### TASK REQUIREMENTS:
Quote the data below word for word, starting at its first line and ending with the line that contains "Now the blade", including both of those lines.

### RECORDS PROVIDED:
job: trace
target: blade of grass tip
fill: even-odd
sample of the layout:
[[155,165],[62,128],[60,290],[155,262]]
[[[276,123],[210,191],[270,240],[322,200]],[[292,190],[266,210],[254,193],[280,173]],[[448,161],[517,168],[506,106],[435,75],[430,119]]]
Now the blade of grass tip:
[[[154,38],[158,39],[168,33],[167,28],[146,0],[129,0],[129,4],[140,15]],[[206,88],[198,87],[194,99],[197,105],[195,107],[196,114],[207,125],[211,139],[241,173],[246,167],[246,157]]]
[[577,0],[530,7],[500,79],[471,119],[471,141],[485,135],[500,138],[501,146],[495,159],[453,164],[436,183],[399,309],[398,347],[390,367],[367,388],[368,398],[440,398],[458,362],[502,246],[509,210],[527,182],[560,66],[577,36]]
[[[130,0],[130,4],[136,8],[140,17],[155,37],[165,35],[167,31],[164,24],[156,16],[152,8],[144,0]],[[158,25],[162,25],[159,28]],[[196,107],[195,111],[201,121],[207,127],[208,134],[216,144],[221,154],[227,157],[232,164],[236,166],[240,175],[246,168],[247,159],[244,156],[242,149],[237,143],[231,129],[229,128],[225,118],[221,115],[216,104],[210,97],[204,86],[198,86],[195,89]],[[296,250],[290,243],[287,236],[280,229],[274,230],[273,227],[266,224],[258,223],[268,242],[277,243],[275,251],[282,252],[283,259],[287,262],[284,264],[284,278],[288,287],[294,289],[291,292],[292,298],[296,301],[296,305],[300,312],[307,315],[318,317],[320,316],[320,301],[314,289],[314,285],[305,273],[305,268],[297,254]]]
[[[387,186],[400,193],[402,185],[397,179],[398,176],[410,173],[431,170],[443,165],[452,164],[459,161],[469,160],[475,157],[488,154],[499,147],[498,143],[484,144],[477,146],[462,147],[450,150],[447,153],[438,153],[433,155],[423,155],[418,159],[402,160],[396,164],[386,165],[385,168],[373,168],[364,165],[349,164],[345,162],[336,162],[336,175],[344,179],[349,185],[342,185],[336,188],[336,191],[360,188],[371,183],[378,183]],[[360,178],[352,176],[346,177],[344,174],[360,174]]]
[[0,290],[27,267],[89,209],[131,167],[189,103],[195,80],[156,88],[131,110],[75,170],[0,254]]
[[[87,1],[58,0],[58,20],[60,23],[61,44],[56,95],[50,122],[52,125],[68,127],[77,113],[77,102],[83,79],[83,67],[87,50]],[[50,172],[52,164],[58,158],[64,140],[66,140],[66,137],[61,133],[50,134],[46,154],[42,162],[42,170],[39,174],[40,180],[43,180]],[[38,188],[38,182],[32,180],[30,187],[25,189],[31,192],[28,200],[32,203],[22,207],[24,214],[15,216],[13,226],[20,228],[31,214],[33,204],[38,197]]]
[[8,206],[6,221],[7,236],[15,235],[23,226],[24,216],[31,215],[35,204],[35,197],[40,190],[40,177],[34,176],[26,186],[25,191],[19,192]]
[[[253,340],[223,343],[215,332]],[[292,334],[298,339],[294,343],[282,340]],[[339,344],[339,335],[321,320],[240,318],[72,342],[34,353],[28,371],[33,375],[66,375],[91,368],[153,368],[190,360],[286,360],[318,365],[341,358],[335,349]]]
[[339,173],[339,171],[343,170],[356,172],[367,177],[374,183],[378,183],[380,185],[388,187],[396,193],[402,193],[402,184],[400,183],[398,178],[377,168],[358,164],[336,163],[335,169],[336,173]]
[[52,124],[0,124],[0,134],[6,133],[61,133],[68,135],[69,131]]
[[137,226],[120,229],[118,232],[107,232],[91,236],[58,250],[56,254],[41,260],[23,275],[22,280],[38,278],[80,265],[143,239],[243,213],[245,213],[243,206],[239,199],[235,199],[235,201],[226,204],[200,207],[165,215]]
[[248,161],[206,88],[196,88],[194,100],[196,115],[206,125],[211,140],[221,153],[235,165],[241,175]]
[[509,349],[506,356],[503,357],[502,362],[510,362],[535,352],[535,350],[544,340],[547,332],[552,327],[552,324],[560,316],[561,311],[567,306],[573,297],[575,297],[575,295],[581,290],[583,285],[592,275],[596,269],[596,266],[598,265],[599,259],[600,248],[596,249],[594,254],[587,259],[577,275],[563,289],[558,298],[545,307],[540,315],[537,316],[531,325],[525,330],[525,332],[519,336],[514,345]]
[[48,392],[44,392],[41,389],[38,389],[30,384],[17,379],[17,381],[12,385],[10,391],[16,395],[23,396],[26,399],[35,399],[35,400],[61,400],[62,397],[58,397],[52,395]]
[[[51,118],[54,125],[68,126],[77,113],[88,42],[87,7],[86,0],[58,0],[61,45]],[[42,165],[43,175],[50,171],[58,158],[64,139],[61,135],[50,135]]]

### FINAL RESULT:
job: trace
target: blade of grass tip
fill: even-odd
sample of the layout:
[[155,165],[62,128],[60,290],[155,262]]
[[[276,123],[210,191],[270,240],[322,200]],[[292,190],[266,210],[254,193],[280,173]],[[448,161],[517,168],[506,106],[435,75],[430,119]]]
Now the blade of grass tip:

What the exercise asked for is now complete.